In the forum thread below about carrying a pistol in Michigan, how does answerguy8 say a pistol inside a car is treated?

begin Reading passage

An example of brandishing would be- pointing at the gun and saying do you want a piece of 'my little friend'. There is no indication that our thread starter did that.


----------



## Trophy Specialist (Nov 30, 2001)

answerguy8 said:


> You got some incomplete advice. It's not illegal to carry an exposed sidearm, in fact it's the only way to carry one if you don't have a CPL. And you could carry one exposed downtown anywhere with or without a CPL. (you might get some attention doing that but it would be legal)


I respectfully disagree with that advise. Step out of your vehicle in front of a cop anywhere in MI with a pistle straped to your side in plain view and see how fast you end up in big trouble.


----------



## answerguy8 (Oct 15, 2001)

Trophy Specialist said:


> I respectfully disagree with that advise. Step out of your vehicle in front of a cop anywhere in MI with a pistle straped to your side in plain view and see how fast you end up in big trouble.


I didn't say anything about stepping out of a car with a gun exposed. That would be a huge problem without a CPL. That's because a pistol in a car is considered concealed regardless of how or where it is in the passenger compartment.

Now with a CPL and an exposed gun on your hip, if you step out of your car you better (if you haven't already) explain that you have a CPL and that you are carrying. That would be legal. You might get some unwanted attention but you won't be in 'big trouble'.


----------



## dongiese (Jun 10, 2002)

ok first off if your in a vehicle you need a CCW, if say you walk out of your house to walk to the corner store with a hand gun on your side in plain view you do not need a CCW and it is not considered brainishing.

A michigan law enforcement officer carrys under the same law, when in the Vehicle he/she is legal because the badge he is wearing is his/her CCW, when out of the vehicle they are using the same law mentioned above. most officers don't understand that law and will try to find something to charge you with, one way or the other.


----------

end Reading passage
begin Extracted entries

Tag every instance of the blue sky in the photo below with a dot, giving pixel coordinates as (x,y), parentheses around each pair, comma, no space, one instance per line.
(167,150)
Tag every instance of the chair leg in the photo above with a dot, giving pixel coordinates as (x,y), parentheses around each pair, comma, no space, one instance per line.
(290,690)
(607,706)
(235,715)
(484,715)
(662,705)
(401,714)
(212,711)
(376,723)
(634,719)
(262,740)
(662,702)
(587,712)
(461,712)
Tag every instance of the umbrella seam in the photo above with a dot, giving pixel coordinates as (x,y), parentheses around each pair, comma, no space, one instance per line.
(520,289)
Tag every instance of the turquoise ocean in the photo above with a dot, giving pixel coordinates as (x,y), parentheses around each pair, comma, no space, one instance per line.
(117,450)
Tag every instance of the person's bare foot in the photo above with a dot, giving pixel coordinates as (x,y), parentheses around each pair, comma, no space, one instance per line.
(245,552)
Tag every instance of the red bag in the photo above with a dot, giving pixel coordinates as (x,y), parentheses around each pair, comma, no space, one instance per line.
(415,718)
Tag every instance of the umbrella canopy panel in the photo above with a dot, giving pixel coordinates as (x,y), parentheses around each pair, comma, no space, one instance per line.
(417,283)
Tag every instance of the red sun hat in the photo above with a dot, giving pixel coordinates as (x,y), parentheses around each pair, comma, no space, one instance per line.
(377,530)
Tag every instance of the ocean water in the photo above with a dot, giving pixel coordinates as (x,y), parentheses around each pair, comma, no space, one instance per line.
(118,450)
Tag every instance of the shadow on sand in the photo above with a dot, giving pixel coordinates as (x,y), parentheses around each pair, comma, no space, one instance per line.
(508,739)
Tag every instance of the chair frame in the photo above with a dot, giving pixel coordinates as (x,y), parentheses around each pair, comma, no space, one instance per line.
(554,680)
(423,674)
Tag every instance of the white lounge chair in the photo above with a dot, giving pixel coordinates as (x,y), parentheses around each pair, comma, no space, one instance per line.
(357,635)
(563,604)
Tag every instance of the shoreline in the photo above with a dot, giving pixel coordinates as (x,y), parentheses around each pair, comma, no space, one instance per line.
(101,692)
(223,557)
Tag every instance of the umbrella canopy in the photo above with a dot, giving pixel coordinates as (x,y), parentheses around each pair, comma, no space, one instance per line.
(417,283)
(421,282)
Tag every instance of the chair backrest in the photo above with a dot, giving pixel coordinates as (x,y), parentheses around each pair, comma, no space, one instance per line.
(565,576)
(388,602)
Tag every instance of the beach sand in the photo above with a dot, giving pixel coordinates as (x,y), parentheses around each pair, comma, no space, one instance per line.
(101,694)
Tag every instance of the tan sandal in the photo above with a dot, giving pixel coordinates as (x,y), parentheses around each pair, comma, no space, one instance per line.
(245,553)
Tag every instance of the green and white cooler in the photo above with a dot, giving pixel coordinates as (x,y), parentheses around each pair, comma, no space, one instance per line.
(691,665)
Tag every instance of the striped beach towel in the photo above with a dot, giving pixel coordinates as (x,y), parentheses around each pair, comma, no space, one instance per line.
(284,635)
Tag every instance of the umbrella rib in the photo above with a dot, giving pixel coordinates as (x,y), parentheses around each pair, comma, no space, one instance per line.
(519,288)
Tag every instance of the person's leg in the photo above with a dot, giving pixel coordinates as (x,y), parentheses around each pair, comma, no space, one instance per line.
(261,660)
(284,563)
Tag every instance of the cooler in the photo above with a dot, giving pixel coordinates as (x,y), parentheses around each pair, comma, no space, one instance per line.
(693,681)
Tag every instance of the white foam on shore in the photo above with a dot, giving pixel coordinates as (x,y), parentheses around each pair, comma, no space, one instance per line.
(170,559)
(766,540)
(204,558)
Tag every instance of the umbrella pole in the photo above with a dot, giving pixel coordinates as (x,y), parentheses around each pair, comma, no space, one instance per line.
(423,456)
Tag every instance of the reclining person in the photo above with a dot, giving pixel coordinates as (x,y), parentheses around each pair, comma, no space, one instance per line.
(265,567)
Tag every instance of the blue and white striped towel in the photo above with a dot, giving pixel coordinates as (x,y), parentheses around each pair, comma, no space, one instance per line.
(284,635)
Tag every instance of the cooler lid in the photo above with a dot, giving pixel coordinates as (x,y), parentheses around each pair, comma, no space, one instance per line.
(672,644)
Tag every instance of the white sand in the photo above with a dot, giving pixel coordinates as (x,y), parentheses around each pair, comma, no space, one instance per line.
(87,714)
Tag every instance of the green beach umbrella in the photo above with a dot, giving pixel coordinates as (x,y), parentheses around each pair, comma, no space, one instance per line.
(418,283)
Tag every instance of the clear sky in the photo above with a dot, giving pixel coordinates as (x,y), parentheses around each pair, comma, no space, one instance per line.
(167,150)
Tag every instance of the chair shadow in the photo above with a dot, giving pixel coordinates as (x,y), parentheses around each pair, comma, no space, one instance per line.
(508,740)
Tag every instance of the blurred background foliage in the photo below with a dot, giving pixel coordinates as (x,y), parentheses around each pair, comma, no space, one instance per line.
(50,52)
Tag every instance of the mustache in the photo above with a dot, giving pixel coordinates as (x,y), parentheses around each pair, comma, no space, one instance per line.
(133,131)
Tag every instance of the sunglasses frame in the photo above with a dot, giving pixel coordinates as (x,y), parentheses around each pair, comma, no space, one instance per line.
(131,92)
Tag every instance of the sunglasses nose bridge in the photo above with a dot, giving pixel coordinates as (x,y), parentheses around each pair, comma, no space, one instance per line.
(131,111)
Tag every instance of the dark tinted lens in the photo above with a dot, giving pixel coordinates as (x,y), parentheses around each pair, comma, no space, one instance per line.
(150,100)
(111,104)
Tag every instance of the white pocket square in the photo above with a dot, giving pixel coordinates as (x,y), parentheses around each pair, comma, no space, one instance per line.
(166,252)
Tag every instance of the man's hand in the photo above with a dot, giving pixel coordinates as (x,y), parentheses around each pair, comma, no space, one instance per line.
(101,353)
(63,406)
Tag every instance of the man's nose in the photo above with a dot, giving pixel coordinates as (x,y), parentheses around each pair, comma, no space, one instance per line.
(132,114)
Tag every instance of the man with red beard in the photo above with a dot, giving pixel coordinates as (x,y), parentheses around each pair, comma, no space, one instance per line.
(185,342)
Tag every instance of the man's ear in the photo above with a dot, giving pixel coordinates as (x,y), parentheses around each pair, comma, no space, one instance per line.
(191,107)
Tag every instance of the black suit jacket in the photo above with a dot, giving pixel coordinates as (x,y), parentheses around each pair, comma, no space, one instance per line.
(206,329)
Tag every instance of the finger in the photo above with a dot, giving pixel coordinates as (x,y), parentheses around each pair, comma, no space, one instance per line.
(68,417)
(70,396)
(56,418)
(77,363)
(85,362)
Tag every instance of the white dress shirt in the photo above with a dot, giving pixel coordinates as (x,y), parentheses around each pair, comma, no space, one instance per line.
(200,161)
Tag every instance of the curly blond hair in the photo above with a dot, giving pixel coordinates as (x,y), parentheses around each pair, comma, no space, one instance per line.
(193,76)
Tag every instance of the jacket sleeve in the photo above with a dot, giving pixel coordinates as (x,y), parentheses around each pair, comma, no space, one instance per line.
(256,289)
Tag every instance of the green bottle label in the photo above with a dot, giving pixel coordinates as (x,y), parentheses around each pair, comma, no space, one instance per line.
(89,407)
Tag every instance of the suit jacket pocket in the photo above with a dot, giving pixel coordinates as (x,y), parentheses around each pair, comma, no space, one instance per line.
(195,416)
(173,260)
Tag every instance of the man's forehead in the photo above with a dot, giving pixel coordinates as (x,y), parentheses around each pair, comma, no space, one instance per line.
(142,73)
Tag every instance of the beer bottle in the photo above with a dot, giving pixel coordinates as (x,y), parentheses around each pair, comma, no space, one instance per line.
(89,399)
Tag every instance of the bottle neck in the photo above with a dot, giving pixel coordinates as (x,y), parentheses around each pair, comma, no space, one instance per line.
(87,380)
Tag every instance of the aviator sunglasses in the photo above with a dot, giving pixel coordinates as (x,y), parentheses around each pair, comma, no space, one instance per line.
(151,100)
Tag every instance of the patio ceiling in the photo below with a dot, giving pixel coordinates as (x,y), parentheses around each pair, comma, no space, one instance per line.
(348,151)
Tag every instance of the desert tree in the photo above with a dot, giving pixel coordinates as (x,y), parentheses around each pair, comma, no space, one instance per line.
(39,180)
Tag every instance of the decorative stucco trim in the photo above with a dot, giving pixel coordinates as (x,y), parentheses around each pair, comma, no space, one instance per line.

end Extracted entries

Reply:
It is considered concealed regardless of how or where it is in the passenger compartment.